◆ What is being asked
Lay out every line of the rows below as a Markdown table with the columns "No." and "Line," skipping blank lines and leaving out the pictures.

--------------------------------------------------

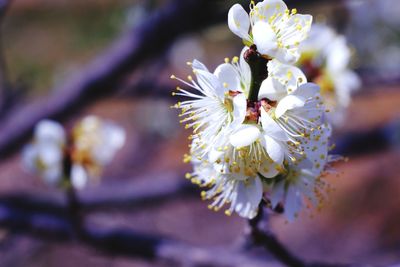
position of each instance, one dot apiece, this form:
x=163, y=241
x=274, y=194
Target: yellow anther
x=228, y=213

--------------------------------------------------

◆ Answer to this task
| No. | Line |
|---|---|
| 1 | position of each instance, one dot apiece, this form: |
| 2 | x=163, y=241 |
| 3 | x=274, y=194 |
| 4 | Target: yellow anther |
| 5 | x=228, y=213 |